◆ Work item
Where the string "Outline" appears in a line of the data, show that line.

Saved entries
========
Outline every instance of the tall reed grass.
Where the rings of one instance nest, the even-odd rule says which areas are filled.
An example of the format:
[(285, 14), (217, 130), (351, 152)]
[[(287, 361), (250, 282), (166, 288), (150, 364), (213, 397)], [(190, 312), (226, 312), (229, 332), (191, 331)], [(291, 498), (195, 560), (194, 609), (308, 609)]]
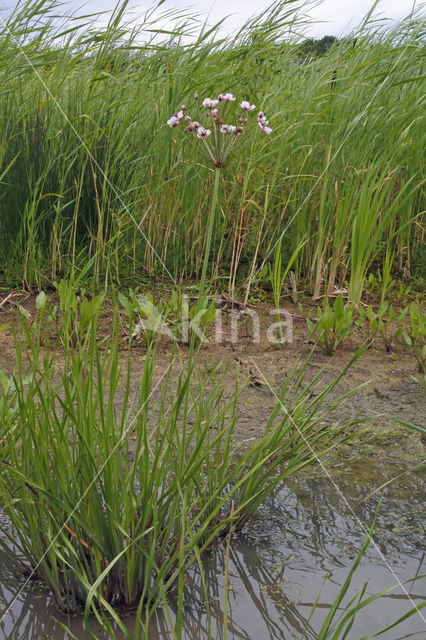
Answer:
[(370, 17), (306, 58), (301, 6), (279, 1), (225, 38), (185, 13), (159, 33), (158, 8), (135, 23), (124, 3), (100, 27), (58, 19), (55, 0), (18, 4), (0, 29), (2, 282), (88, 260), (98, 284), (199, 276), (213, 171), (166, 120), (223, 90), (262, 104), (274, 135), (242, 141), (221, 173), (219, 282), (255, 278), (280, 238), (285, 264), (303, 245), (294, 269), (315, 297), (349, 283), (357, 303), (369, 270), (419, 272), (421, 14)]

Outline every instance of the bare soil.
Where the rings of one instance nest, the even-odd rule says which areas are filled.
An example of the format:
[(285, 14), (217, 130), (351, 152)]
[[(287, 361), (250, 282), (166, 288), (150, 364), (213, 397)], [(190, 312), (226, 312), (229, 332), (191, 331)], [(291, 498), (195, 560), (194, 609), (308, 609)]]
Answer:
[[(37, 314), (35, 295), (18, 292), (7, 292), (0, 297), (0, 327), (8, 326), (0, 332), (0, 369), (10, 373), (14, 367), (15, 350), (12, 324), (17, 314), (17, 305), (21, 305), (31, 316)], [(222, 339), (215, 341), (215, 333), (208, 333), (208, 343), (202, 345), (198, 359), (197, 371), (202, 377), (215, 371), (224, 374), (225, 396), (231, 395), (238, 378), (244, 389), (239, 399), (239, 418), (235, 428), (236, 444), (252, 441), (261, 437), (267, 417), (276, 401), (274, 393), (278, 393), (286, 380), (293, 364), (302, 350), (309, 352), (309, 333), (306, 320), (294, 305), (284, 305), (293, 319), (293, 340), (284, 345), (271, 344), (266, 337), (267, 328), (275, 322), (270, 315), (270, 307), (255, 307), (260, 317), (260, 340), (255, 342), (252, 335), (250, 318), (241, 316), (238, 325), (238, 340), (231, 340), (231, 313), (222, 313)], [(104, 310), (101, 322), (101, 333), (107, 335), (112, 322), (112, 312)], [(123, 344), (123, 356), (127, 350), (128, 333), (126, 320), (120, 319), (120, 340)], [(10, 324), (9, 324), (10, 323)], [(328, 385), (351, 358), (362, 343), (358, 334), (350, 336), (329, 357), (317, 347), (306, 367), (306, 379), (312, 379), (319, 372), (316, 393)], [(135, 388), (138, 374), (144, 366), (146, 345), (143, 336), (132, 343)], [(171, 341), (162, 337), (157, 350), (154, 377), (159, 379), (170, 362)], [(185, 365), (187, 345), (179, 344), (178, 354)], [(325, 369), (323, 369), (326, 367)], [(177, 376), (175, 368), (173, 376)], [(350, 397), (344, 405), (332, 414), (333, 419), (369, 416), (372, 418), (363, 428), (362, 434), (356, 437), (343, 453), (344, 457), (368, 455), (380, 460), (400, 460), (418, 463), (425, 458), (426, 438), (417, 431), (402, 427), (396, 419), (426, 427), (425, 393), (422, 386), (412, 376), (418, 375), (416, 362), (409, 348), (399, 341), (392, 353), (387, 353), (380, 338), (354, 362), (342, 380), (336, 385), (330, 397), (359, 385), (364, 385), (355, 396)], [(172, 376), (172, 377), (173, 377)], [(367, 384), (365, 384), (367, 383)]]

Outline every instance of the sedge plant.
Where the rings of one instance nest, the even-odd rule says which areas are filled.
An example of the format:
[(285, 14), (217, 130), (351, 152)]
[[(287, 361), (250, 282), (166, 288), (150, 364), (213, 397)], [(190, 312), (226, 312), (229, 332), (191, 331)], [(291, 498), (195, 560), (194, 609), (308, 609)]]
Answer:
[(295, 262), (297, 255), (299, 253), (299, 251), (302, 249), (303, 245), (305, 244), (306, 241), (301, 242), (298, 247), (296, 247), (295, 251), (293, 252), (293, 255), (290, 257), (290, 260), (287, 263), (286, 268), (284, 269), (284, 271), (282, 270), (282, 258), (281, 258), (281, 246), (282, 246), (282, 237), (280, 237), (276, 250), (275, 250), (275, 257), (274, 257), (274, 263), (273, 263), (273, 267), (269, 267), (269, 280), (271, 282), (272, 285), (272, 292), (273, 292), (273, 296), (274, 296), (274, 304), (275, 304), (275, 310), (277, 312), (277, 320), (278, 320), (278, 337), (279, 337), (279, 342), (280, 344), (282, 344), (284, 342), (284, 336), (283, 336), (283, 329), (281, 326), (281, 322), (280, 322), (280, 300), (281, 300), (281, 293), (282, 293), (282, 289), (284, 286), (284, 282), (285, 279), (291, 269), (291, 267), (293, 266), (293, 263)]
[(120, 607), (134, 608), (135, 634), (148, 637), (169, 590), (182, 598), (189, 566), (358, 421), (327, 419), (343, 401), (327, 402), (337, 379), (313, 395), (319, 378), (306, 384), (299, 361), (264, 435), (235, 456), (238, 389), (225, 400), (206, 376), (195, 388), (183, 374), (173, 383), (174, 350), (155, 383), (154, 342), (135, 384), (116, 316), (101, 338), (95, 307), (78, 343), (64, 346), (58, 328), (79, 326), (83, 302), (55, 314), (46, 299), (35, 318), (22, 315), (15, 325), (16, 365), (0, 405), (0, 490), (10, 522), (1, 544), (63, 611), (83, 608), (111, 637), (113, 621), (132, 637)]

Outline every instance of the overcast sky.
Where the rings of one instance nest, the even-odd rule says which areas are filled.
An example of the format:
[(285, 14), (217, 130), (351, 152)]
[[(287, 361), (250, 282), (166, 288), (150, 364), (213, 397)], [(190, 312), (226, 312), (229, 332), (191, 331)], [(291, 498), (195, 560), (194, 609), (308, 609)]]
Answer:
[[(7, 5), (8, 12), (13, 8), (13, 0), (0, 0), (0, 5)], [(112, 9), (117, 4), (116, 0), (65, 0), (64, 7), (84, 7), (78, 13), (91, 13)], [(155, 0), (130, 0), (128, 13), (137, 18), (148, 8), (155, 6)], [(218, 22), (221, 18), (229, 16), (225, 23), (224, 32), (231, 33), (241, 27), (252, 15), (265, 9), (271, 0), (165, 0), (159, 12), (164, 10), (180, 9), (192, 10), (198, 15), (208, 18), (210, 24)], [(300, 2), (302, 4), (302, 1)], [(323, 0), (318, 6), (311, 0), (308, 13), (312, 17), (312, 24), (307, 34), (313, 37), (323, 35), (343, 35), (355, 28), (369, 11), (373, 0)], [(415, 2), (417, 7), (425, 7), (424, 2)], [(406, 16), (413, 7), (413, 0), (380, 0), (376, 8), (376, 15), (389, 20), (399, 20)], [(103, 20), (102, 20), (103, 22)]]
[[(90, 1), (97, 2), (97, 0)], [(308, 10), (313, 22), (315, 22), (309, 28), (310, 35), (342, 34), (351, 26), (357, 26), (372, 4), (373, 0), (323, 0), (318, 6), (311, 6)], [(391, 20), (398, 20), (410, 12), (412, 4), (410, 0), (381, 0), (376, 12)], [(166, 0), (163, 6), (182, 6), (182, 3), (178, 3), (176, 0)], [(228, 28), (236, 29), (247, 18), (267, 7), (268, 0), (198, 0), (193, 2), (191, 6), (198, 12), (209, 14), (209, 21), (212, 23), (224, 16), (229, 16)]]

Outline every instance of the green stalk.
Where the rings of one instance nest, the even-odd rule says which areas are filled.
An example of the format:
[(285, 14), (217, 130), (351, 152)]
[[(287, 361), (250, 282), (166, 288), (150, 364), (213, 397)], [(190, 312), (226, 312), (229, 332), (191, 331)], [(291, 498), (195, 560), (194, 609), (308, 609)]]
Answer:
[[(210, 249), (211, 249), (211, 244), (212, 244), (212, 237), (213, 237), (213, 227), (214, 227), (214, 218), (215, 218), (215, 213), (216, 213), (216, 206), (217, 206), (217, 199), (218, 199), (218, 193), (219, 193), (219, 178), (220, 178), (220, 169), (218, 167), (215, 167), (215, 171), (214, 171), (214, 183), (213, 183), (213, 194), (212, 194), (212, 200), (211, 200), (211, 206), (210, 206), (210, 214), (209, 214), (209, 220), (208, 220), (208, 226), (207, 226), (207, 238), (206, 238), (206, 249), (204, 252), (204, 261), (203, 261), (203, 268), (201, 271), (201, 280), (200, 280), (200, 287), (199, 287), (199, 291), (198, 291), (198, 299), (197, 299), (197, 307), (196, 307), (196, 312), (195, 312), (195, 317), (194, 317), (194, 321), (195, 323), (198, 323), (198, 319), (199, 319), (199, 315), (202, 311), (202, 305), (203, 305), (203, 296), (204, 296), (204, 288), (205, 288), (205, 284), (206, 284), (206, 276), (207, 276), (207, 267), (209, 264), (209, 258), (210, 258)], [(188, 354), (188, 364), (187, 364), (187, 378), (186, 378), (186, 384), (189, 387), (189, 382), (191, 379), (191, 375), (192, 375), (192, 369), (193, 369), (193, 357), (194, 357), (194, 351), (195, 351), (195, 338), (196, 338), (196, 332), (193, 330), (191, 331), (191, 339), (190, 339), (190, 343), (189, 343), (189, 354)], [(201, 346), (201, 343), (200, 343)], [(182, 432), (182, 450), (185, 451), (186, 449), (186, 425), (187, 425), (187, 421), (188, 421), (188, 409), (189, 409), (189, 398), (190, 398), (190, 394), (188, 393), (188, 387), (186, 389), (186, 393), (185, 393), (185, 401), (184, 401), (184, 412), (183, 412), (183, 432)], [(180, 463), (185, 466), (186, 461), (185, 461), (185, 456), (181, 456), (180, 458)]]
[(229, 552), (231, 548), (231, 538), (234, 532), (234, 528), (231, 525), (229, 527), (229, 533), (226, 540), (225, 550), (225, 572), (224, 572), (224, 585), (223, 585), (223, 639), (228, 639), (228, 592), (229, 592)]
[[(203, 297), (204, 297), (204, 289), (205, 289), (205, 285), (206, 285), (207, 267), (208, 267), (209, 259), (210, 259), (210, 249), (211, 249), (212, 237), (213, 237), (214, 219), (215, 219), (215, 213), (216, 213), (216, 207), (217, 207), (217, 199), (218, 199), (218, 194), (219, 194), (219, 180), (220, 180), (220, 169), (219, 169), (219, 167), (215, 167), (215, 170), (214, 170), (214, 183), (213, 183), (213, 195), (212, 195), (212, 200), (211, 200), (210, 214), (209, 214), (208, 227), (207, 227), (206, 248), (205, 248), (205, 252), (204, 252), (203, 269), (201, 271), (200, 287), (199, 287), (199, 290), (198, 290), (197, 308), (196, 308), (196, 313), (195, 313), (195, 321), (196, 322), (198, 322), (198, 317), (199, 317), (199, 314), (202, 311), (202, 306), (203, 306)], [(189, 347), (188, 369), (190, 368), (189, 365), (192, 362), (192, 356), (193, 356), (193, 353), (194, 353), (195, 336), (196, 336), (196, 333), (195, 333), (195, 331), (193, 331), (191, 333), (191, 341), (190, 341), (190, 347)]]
========
◆ Exercise solution
Outline every instance of the tall reed grass.
Outline every instance of the bare soil.
Outline every instance of the sedge plant.
Outline every instance of the overcast sky.
Outline every instance of the green stalk.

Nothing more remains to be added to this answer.